#### [EXERCISE REQUIREMENTS]
In every entry below, change "thickest part" to "widest part" and write the entries out again with nothing else altered. Don't include the pictures.

#### [EXERCISE DATA]
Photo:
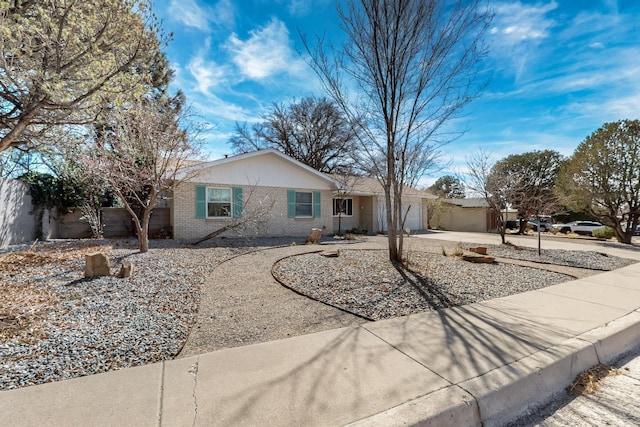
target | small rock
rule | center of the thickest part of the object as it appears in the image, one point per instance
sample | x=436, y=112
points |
x=331, y=254
x=479, y=250
x=97, y=264
x=314, y=237
x=126, y=270
x=479, y=259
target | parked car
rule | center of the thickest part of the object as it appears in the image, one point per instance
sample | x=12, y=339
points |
x=544, y=226
x=578, y=227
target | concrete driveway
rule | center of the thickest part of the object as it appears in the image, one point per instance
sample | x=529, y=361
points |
x=547, y=242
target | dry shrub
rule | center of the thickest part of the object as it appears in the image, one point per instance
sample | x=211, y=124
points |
x=588, y=381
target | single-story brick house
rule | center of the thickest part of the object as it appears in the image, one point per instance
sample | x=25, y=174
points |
x=213, y=193
x=360, y=203
x=469, y=214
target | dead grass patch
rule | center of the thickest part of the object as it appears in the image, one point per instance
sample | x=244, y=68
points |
x=22, y=308
x=23, y=305
x=12, y=263
x=588, y=381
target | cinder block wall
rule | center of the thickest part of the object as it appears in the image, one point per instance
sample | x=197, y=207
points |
x=186, y=226
x=17, y=225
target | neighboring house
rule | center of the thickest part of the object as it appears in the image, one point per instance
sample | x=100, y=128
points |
x=363, y=203
x=469, y=214
x=214, y=193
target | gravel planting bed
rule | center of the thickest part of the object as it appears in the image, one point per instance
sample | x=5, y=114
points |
x=54, y=324
x=366, y=283
x=581, y=259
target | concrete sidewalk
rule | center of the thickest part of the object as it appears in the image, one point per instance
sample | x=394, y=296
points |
x=485, y=362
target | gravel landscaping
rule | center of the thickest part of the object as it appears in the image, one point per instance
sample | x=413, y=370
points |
x=54, y=324
x=367, y=284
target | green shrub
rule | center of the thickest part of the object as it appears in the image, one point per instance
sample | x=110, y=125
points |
x=604, y=233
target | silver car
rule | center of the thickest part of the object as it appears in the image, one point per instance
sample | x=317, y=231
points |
x=578, y=227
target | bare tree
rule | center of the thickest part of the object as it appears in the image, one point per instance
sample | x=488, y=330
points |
x=495, y=189
x=141, y=154
x=414, y=66
x=62, y=62
x=603, y=178
x=312, y=131
x=539, y=170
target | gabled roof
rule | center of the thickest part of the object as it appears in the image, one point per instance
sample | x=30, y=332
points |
x=471, y=202
x=365, y=186
x=244, y=156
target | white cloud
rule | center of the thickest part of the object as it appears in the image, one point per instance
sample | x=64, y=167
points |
x=207, y=74
x=223, y=13
x=189, y=13
x=267, y=52
x=516, y=22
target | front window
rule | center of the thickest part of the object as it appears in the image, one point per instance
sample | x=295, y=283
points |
x=304, y=204
x=342, y=207
x=218, y=202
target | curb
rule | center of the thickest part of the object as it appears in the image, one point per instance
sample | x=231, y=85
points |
x=505, y=393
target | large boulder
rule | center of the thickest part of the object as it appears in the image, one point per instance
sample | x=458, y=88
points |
x=97, y=264
x=479, y=250
x=479, y=259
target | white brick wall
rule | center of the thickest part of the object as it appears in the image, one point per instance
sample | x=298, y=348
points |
x=186, y=226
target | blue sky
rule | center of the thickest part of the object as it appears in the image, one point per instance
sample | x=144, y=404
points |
x=560, y=69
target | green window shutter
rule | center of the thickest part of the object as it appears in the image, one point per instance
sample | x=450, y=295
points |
x=291, y=203
x=201, y=201
x=316, y=205
x=237, y=202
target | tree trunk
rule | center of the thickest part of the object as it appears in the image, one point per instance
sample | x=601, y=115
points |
x=143, y=232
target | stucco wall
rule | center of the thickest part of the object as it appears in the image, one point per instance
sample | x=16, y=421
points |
x=16, y=224
x=349, y=222
x=276, y=223
x=464, y=219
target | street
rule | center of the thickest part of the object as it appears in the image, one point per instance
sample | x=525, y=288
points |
x=615, y=403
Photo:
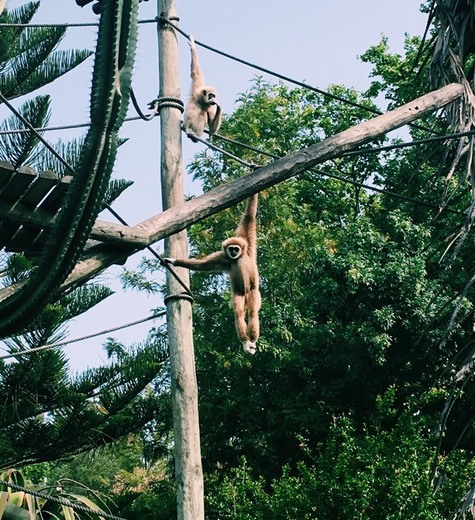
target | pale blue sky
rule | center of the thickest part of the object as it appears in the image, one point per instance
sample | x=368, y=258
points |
x=313, y=41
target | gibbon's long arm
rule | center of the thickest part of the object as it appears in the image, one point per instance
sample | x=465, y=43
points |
x=217, y=262
x=197, y=78
x=247, y=226
x=215, y=122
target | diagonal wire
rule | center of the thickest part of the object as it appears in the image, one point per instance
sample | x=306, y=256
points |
x=82, y=338
x=70, y=168
x=224, y=152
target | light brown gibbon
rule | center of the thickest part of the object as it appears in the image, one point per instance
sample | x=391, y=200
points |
x=202, y=108
x=238, y=257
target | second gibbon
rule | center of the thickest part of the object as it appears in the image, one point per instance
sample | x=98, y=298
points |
x=238, y=257
x=202, y=108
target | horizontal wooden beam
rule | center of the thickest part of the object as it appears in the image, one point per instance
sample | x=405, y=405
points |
x=173, y=220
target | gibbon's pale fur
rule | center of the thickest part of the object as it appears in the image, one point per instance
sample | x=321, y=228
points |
x=238, y=257
x=202, y=107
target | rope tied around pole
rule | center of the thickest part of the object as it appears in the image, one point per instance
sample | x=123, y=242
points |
x=168, y=101
x=179, y=296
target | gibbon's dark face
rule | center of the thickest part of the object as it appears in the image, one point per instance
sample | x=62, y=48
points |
x=209, y=96
x=233, y=251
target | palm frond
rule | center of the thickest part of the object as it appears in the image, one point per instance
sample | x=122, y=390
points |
x=20, y=148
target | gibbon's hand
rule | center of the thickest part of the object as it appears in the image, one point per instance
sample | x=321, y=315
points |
x=249, y=347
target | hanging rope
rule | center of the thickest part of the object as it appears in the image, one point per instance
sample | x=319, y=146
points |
x=148, y=117
x=82, y=338
x=286, y=78
x=71, y=169
x=61, y=501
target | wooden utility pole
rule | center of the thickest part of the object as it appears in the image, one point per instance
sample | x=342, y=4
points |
x=188, y=470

#### [SOLUTION]
Photo:
target | small rock
rule | center of the widest part of the object as it appears in the image, one point per instance
sample | x=436, y=112
points |
x=331, y=254
x=479, y=250
x=97, y=264
x=314, y=237
x=126, y=270
x=479, y=259
target | parked car
rule | center of the widest part of the object as it appears in the image, one point per instance
sample | x=12, y=339
points |
x=544, y=226
x=578, y=227
target | concrete driveway
rule | center of the widest part of the object as it appears in the image, one point per instance
sample | x=529, y=361
points |
x=547, y=242
target | dry shrub
rule | center of the widest part of the object as it appears in the image, one point per instance
sample | x=211, y=124
points |
x=588, y=381
target | single-story brick house
rule | center of the widest part of the object as it appears in the image, one point per instance
sample | x=25, y=174
points |
x=213, y=193
x=360, y=203
x=469, y=214
target | dead grass patch
rule | center of the widest part of the object as it appears in the image, one point per instance
sample | x=244, y=68
points |
x=22, y=308
x=23, y=305
x=12, y=263
x=588, y=381
target | cinder block wall
rule | center of the widest part of the object as it appears in the image, one point per instance
sample | x=197, y=207
points |
x=186, y=226
x=17, y=225
target | neighboring house
rule | center of the widest part of the object as it appears in the image, one point per instance
sample | x=100, y=128
points |
x=363, y=203
x=469, y=214
x=214, y=193
target | gravel planting bed
rule | center of the widest part of the object as it appears in the image, one point per instance
sample | x=5, y=114
points |
x=54, y=324
x=366, y=283
x=581, y=259
target | concrete sidewalk
rule | center of the widest part of the object as it appears in the image, one point per instance
sample | x=394, y=296
points |
x=485, y=362
target | gravel landscaping
rule | center of the widest part of the object as it appears in the image, one point per instance
sample | x=413, y=370
points |
x=54, y=324
x=367, y=284
target | green shrub
rule | center of the widest part of the object as it appears in the image, one point per instance
sample | x=110, y=125
points |
x=604, y=233
target | silver car
rule | center of the widest part of the object as it appears in the image, one point per instance
sample | x=317, y=231
points |
x=578, y=227
target | bare tree
rule | center of the widest part of the object as it appears in the image, one point per instance
sample | x=488, y=330
points |
x=495, y=189
x=141, y=154
x=414, y=66
x=62, y=62
x=603, y=178
x=312, y=131
x=539, y=170
target | gabled roof
rule | center of the widest part of the object as it appears in the image, one point per instance
sample | x=30, y=332
points |
x=471, y=202
x=365, y=186
x=244, y=156
target | white cloud
rule | center of the widest part of the object as it appears in the image, one point per instance
sample | x=64, y=167
points |
x=207, y=74
x=223, y=13
x=189, y=13
x=267, y=52
x=516, y=22
target | front window
rule | center of the widest part of the object as it appears in the image, one point per instance
sample | x=295, y=283
points |
x=304, y=204
x=342, y=207
x=218, y=202
target | curb
rule | center of the widest part of the object as it appears in the image, one point per instance
sample | x=231, y=85
points |
x=505, y=393
target | large boulder
rule | center of the widest part of the object as it appears in the image, one point per instance
sample | x=458, y=88
points |
x=97, y=264
x=479, y=250
x=479, y=259
target | white brick wall
rule | center of the widest part of the object as it appears in the image, one point per instance
sample | x=298, y=348
points |
x=186, y=226
target | blue sky
rule | center of the widest part of the object as it appears in the image, one point per instance
sample | x=144, y=404
points |
x=560, y=69
target | green window shutter
rule | center of the widest part of the object as it appears in the image, one point per instance
sample | x=450, y=295
points |
x=291, y=203
x=201, y=201
x=316, y=205
x=237, y=202
target | tree trunk
rule | center of the widest part of the object as it appears in the image, one point per instance
sample | x=601, y=115
points |
x=143, y=232
target | stucco wall
rule | center of the widest part of the object as it appears in the image, one point per instance
sample | x=16, y=421
points |
x=16, y=224
x=349, y=222
x=276, y=223
x=464, y=219
target | street
rule | center of the widest part of the object as it appears in the image, one point per instance
sample | x=525, y=288
points |
x=615, y=403
Photo:
target | pale blue sky
rule | center of the widest part of the object as it appears in the image, one point per instance
sample | x=368, y=258
points |
x=313, y=41
target | gibbon's long arm
rule | center of the widest part of the object as it appears in the image, one point per instance
sample | x=465, y=43
points |
x=217, y=262
x=197, y=78
x=247, y=226
x=215, y=122
target | diagonal wire
rule | center of the widest part of the object as it appears in the image, one point per instance
sample | x=306, y=256
points |
x=82, y=338
x=70, y=168
x=224, y=152
target | light brown gibbon
rule | center of the widest part of the object as it appears in the image, one point per instance
sample | x=391, y=200
points |
x=202, y=108
x=238, y=257
target | second gibbon
rule | center of the widest part of the object as it appears in the image, one point per instance
sample | x=98, y=298
points |
x=238, y=257
x=202, y=108
target | horizontal wooden beam
rule | center of the widest part of the object as it appears in the image, one point per instance
sample | x=405, y=405
points |
x=173, y=220
target | gibbon's pale fur
rule | center of the widest part of the object as it appears in the image, one point per instance
sample | x=321, y=228
points |
x=238, y=257
x=202, y=107
target | rope tied around pole
rule | center of the widest part of the object as it appears in the image, one point per instance
sample | x=123, y=242
points |
x=168, y=101
x=179, y=296
target | gibbon's dark face
rule | center of the widest part of the object as it appears in the image, one point per instance
sample | x=62, y=48
points |
x=209, y=96
x=233, y=251
target | palm frond
rule | center of the widest part of the object as it appears in the image, one point per instance
sample | x=122, y=390
points |
x=20, y=148
target | gibbon's hand
rule | center of the widest part of the object as it appears in the image, one point per instance
sample | x=321, y=315
points |
x=249, y=347
target | hanging rope
rule | center of the widest part of the object as it appears in the image, one point per instance
sample | x=319, y=146
points |
x=148, y=117
x=82, y=338
x=286, y=78
x=71, y=169
x=61, y=501
target | wooden utility pole
rule | center of the widest part of the object as it appears in the image, one point per instance
sample | x=342, y=4
points |
x=188, y=470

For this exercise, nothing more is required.